## What to work on
**A.** Shorten the paragraph of the strawberry rhubarb pie recipe that begins "A classic, delicious dessert" to a single sentence that keeps its main facts.
**B.** Quote word for word the stretch of the strawberry rhubarb pie recipe from "Instructions" through "forms pea-sized crumbs.".

## Source excerpt
◆ ◆ ◆

A classic, delicious dessert combining the tartness of rhubarb with the sweetness of strawberries, all nestled in a buttery, flaky pie crust. This homemade strawberry rhubarb pie is a perfect balance of flavors, making it an ideal treat for any occasion.


Ingredients

Scale

For the Pie Crust:

  • 1/2 cup chilled butter, cut into small cubes
  • 1 1/2 cups all-purpose flour
  • 1/2 teaspoon salt
  • 1/4 cup ice water (more if needed)

For the Filling:

  • 2 cups fresh or frozen rhubarb, cut into 1-inch pieces
  • 2 cups fresh strawberries, hulled and sliced
  • 1 1/4 cups sugar
  • 3 tbsp cornstarch
  • 1 tbsp lemon juice
  • 1/2 tsp vanilla extract

Instructions

  • Preheat the oven to 375°F (190°C).
  • In a large bowl, combine the chilled butter, flour, and salt. Using a pastry cutter or your fingers, mix until the dough starts to come together and forms pea-sized crumbs.
  • Slowly add ice water, a tablespoon at a time, until the dough comes together into a ball.
  • Roll out the dough on a floured surface to fit a 9-inch pie dish.
  • Place the dough into the pie dish, gently pressing it into the bottom and sides. Trim off any excess dough from the edges and crimp to form a decorative edge.
  • In a separate bowl, prepare the strawberry rhubarb filling: Combine the rhubarb, strawberries, sugar, cornstarch, lemon juice, and vanilla extract. Stir to combine and coat the fruit evenly.
  • Pour the filling into the prepared pie crust.
  • Bake in the preheated oven for 45-50 minutes, or until the crust is golden brown and the filling is bubbling.
  • Allow the pie to cool before serving.

Notes

  • You can add a lattice top or a full top crust, depending on your preference.
  • For a more golden crust, brush the top with a little egg wash before baking.
  • If you prefer a sweeter pie, adjust the sugar to your taste.

◆ ◆ ◆

## Stored rows
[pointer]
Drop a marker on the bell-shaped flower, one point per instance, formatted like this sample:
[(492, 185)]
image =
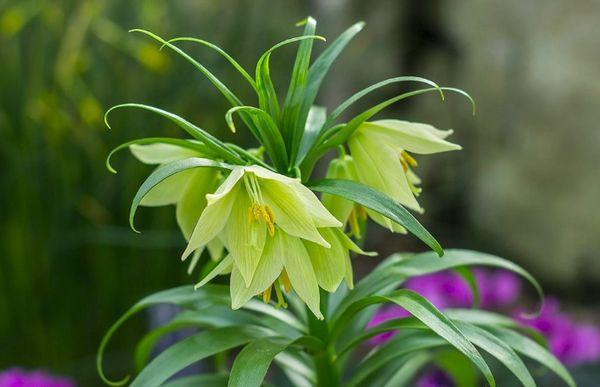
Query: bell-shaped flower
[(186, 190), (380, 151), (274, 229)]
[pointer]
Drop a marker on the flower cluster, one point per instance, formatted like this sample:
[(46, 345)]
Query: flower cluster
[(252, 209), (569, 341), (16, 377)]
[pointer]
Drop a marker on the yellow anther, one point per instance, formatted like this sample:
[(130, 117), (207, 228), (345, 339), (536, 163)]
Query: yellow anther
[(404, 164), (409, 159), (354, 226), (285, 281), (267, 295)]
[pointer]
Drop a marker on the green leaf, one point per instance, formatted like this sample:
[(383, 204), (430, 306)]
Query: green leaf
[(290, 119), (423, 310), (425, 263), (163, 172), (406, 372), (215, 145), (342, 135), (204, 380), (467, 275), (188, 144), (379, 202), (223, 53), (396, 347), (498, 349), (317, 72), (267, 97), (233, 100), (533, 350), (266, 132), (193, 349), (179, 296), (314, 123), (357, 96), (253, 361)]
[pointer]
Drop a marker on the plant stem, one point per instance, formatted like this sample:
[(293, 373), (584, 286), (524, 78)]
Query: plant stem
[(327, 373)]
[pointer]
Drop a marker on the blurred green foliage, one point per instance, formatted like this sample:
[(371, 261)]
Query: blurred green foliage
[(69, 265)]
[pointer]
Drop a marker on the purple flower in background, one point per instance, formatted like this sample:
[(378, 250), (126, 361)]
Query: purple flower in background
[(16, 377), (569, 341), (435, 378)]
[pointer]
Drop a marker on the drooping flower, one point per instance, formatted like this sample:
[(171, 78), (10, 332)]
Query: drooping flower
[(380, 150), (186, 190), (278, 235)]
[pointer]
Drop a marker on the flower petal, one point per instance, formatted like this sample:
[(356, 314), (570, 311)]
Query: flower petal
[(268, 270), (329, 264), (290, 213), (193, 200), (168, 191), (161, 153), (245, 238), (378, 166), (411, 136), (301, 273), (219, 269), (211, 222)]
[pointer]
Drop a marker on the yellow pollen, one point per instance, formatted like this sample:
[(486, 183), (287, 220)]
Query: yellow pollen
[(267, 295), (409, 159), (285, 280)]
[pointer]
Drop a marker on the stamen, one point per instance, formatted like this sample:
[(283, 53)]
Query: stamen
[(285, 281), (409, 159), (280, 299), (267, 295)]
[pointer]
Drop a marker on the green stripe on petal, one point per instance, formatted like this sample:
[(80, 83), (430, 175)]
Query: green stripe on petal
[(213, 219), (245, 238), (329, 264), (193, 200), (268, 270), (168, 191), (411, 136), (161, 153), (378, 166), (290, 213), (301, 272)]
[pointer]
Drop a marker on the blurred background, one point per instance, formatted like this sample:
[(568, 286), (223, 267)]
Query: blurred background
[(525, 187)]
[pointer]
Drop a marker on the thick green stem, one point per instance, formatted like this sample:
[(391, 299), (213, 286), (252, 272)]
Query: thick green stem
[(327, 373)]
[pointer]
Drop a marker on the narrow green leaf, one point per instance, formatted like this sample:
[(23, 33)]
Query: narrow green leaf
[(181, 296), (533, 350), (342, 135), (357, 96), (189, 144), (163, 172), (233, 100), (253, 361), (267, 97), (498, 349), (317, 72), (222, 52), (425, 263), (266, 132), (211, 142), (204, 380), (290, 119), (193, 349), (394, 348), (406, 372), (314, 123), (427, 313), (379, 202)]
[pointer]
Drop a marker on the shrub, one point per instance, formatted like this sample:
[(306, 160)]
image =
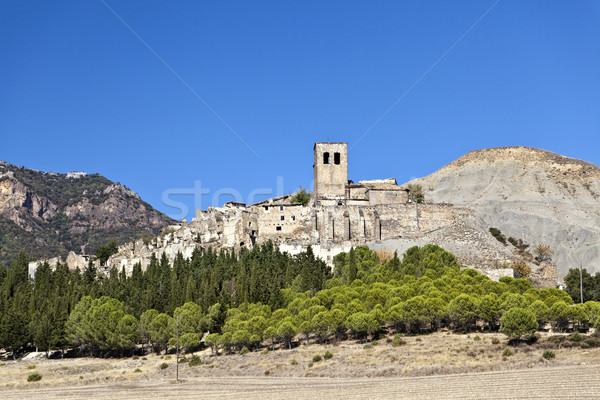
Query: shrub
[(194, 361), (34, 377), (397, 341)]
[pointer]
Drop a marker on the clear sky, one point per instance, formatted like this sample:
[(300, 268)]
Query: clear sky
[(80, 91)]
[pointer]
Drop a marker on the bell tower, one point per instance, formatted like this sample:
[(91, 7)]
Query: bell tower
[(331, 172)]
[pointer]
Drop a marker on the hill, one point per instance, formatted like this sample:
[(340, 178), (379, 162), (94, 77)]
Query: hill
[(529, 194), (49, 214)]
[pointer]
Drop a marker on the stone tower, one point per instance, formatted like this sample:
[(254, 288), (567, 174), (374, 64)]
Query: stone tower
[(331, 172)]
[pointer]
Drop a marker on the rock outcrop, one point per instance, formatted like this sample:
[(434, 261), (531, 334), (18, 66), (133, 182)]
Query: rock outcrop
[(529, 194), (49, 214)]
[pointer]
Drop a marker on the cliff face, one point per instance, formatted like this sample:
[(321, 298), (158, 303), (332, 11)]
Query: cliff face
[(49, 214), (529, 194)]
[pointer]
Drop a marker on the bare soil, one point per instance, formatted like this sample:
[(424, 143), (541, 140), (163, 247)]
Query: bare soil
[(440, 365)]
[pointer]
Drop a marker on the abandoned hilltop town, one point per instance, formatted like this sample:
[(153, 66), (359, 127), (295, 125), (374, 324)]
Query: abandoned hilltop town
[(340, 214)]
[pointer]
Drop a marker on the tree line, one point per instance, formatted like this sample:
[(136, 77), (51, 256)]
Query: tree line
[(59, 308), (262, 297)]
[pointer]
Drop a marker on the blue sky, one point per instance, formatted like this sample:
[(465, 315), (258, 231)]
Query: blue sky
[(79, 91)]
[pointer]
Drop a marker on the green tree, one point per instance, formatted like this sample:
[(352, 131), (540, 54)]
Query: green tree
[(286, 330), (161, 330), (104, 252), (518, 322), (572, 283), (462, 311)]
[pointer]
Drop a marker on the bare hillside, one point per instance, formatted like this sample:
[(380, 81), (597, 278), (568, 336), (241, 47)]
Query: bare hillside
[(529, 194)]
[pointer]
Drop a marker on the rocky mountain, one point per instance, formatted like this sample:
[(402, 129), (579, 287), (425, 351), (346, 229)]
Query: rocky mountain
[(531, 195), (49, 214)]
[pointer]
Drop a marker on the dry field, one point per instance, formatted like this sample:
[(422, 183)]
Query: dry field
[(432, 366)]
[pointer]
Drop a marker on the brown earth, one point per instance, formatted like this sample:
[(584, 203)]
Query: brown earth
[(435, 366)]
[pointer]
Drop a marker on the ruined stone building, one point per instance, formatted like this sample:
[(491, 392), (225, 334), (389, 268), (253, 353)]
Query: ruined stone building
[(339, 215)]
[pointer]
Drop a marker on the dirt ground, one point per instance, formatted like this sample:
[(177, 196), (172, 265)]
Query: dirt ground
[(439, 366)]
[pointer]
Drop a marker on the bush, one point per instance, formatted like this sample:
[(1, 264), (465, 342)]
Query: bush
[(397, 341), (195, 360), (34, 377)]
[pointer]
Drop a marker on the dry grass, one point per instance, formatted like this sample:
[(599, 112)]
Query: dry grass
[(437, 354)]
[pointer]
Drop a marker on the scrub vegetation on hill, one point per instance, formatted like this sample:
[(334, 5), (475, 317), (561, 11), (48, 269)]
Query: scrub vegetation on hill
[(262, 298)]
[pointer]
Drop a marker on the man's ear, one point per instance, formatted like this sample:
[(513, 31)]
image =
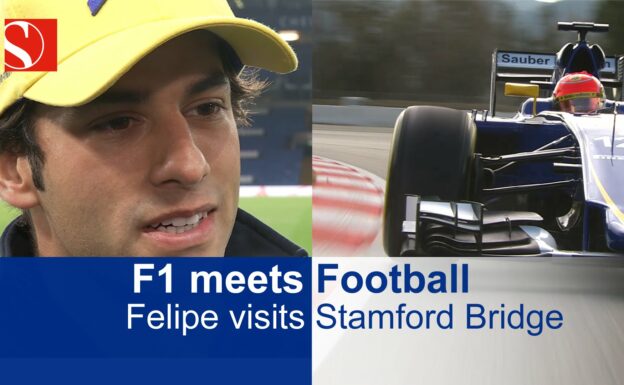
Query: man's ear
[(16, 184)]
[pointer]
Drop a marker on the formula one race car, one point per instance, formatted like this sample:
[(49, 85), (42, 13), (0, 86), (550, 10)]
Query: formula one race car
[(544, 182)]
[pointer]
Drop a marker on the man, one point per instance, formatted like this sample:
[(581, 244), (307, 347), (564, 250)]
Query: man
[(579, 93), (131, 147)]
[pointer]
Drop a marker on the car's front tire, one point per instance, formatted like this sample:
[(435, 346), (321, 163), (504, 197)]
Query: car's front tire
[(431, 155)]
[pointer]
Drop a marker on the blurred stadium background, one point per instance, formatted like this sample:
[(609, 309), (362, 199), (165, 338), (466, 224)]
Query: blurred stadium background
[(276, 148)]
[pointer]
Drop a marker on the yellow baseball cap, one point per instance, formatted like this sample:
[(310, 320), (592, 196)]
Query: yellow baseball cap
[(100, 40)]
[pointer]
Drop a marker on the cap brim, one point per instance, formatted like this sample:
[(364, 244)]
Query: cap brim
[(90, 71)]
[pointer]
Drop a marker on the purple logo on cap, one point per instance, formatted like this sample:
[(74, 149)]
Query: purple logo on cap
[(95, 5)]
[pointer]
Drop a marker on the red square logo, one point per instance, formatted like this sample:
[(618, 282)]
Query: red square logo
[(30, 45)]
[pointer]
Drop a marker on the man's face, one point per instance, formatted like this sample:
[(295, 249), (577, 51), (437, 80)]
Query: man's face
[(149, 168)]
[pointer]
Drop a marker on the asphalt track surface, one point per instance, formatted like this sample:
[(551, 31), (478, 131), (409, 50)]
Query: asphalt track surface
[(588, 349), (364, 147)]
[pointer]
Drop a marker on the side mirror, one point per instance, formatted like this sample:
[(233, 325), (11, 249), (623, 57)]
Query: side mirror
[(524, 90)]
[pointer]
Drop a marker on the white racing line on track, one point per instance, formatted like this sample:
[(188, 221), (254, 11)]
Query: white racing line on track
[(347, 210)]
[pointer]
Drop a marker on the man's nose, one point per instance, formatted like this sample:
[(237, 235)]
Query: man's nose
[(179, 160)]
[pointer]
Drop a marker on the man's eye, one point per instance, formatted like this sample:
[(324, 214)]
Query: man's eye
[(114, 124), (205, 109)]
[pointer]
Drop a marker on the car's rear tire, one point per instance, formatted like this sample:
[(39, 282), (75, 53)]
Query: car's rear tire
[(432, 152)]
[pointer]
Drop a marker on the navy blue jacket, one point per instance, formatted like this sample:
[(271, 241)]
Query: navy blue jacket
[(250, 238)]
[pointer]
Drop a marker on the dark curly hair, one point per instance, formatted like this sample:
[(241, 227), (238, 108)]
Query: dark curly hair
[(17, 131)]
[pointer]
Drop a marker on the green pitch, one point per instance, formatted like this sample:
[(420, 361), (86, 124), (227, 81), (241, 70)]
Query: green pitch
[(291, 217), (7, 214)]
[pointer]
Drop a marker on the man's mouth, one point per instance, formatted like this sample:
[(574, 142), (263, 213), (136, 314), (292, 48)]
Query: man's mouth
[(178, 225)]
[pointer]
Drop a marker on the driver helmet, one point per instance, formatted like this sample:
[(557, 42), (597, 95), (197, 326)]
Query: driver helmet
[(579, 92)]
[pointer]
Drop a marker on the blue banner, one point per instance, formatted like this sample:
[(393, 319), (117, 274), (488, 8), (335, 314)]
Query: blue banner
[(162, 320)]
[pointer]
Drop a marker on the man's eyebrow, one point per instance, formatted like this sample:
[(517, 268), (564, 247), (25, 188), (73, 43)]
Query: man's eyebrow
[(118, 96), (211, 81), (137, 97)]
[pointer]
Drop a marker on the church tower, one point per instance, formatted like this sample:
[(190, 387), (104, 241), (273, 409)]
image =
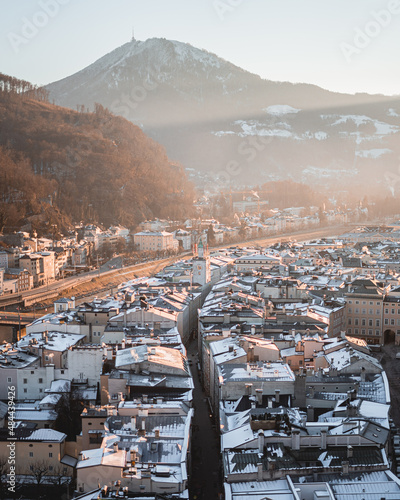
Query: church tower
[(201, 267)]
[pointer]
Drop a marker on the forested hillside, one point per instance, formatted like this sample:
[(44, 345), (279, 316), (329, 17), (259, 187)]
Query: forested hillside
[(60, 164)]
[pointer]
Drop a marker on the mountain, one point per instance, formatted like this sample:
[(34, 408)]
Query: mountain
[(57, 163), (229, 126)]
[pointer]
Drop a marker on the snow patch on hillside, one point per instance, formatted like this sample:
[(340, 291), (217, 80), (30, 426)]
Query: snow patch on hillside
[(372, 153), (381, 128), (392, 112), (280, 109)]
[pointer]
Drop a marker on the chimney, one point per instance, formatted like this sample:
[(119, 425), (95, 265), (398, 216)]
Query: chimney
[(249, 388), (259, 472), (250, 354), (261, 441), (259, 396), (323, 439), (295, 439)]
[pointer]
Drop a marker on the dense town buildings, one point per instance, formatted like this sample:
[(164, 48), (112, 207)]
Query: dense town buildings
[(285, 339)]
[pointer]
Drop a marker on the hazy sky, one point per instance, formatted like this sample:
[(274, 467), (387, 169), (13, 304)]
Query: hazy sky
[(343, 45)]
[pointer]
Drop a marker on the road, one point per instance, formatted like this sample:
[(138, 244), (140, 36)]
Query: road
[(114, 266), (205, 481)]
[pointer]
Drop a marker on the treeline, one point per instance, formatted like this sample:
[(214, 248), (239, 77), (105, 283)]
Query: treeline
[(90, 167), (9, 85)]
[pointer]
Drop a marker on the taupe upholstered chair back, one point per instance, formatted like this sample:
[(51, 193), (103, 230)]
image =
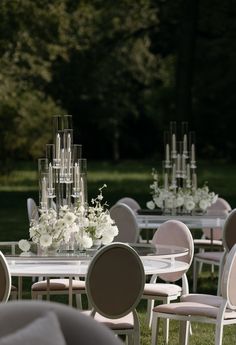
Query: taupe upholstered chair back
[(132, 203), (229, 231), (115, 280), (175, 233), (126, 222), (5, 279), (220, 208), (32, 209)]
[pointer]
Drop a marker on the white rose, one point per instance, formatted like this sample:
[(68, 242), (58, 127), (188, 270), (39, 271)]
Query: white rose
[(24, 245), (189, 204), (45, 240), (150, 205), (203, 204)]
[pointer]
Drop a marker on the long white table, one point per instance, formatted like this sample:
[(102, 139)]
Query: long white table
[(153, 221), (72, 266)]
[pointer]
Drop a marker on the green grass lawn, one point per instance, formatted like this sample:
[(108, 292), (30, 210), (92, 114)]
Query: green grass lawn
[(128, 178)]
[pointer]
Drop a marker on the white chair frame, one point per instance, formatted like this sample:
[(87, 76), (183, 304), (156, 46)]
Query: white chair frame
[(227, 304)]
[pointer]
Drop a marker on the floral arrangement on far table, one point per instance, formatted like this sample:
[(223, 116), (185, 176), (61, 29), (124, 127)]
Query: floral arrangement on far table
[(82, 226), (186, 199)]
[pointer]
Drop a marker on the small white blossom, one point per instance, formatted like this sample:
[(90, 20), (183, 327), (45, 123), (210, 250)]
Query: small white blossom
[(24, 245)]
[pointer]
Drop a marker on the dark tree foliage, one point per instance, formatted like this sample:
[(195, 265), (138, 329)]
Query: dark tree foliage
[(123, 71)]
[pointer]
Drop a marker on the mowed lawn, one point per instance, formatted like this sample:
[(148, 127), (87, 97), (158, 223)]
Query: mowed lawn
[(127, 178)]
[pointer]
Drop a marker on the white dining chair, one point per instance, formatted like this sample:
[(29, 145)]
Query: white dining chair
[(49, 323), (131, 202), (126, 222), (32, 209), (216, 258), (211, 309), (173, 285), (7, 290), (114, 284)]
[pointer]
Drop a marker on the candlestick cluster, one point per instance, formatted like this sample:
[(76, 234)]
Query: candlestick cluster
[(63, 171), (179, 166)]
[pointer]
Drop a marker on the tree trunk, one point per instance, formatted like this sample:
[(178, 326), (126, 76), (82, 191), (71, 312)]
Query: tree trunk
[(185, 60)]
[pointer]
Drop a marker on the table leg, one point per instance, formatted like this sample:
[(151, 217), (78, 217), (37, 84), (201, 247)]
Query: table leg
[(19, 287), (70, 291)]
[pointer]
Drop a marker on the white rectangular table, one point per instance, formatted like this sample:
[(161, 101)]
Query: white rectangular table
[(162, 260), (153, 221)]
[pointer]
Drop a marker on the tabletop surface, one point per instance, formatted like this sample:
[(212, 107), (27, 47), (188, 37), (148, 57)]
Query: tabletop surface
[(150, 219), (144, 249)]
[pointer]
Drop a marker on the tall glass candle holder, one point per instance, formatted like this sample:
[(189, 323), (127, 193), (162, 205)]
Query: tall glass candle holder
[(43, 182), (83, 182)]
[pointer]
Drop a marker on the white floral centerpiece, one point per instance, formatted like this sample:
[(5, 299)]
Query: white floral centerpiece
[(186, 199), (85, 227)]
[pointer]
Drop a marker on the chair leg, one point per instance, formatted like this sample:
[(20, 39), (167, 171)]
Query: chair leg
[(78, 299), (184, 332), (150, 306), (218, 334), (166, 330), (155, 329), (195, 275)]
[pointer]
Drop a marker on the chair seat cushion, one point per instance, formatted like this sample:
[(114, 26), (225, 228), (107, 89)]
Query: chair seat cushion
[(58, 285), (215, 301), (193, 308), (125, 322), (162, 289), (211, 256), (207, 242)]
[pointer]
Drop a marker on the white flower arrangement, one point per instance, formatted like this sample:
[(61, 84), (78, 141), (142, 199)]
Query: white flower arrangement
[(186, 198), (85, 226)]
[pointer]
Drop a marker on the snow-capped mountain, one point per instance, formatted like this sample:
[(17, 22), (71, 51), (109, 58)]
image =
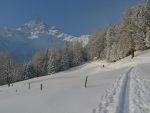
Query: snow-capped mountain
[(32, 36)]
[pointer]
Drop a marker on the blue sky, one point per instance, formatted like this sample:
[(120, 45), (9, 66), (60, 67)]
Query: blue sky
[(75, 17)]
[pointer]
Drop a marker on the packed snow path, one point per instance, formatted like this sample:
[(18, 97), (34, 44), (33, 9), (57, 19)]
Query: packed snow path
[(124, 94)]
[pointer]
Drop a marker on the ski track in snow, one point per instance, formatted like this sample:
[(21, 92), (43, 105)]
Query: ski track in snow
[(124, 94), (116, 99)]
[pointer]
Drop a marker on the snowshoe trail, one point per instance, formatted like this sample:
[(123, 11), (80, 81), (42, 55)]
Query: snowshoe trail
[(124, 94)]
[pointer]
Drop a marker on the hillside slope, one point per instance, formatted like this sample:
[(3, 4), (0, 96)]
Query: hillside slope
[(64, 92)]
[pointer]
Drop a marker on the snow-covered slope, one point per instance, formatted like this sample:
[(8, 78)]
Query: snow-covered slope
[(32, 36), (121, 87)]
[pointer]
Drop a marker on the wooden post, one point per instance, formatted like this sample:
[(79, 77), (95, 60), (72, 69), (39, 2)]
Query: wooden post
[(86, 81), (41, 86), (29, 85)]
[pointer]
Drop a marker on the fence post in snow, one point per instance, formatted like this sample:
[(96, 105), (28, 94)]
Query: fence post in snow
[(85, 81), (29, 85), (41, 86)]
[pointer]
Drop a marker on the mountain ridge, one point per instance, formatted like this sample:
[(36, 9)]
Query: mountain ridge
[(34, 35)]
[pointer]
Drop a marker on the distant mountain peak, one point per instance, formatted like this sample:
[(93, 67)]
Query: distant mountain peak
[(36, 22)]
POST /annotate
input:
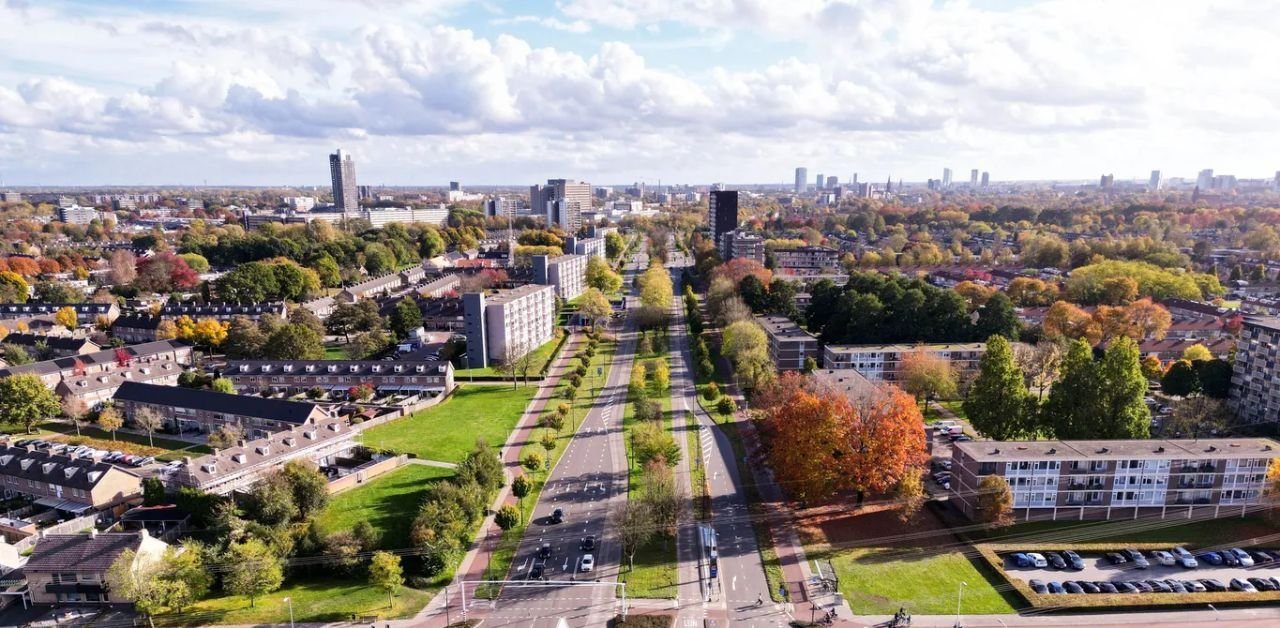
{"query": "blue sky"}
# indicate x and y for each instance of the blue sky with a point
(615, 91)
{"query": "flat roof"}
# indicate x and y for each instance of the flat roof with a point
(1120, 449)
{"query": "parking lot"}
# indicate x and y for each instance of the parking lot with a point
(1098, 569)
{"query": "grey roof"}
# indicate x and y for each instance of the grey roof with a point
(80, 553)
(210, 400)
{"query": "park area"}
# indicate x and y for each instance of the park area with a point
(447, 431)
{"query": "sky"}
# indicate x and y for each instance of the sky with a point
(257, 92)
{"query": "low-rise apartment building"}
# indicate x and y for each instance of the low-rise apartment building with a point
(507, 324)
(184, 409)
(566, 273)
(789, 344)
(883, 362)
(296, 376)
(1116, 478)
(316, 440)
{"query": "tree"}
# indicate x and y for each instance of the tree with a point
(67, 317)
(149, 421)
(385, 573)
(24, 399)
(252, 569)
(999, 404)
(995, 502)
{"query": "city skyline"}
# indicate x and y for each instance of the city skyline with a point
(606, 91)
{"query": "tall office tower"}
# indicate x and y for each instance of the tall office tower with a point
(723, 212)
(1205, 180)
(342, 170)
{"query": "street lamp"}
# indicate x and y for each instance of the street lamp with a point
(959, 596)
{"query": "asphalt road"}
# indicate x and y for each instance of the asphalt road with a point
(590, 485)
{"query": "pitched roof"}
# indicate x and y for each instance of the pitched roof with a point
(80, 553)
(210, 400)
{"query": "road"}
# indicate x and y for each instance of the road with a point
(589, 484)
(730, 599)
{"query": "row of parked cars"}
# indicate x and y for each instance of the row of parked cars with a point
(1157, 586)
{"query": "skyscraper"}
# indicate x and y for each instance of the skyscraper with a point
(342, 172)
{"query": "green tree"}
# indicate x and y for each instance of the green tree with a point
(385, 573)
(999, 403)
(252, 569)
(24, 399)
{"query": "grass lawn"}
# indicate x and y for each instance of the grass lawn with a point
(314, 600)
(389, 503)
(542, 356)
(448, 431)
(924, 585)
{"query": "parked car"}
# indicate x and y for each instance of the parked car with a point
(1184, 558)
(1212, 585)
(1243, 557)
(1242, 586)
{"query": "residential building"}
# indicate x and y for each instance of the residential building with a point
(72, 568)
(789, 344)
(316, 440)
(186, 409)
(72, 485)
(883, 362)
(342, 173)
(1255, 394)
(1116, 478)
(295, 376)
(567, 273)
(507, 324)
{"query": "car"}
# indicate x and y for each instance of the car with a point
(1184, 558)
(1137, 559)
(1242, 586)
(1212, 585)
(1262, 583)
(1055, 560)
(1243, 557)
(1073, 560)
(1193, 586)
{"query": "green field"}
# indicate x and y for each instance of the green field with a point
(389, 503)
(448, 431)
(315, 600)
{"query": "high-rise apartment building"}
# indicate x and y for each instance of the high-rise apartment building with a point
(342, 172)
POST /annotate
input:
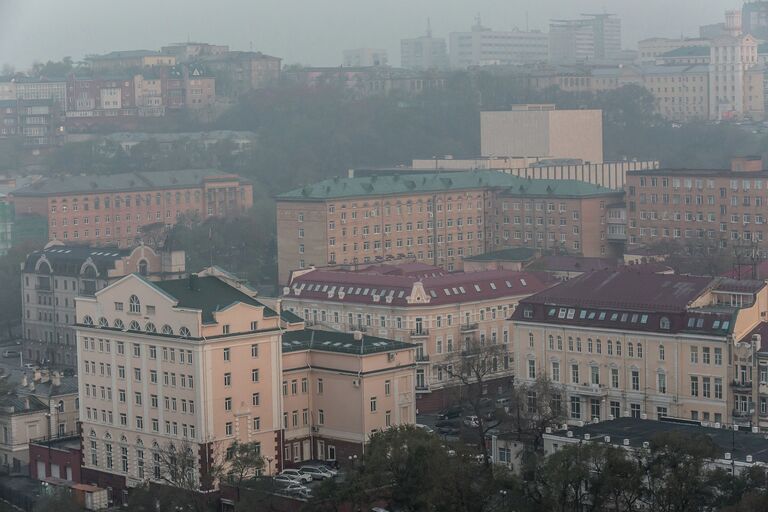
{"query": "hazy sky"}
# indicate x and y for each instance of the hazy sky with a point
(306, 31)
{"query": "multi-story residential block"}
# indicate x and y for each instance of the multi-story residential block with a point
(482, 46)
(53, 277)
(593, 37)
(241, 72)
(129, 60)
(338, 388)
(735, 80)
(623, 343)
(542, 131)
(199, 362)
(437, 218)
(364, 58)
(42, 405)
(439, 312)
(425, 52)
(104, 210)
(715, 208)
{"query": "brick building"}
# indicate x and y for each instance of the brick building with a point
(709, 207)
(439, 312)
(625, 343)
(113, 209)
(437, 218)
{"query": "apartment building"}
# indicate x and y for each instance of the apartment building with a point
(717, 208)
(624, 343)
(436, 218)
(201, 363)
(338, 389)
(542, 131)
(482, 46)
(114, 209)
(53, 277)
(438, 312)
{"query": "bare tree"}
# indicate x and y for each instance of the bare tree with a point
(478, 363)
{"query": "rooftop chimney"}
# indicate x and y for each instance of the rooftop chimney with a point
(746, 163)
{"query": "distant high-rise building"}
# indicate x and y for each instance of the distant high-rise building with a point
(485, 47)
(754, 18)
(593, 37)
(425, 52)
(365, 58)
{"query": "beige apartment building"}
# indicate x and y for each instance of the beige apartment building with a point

◆ ◆ ◆

## Solutions by task
**A.** This homemade strawberry rhubarb pie balances tart rhubarb and sweet strawberries in a buttery, flaky crust, making it an ideal treat for any occasion.

**B.**
Instructions

  • Preheat the oven to 375°F (190°C).
  • In a large bowl, combine the chilled butter, flour, and salt. Using a pastry cutter or your fingers, mix until the dough starts to come together and forms pea-sized crumbs.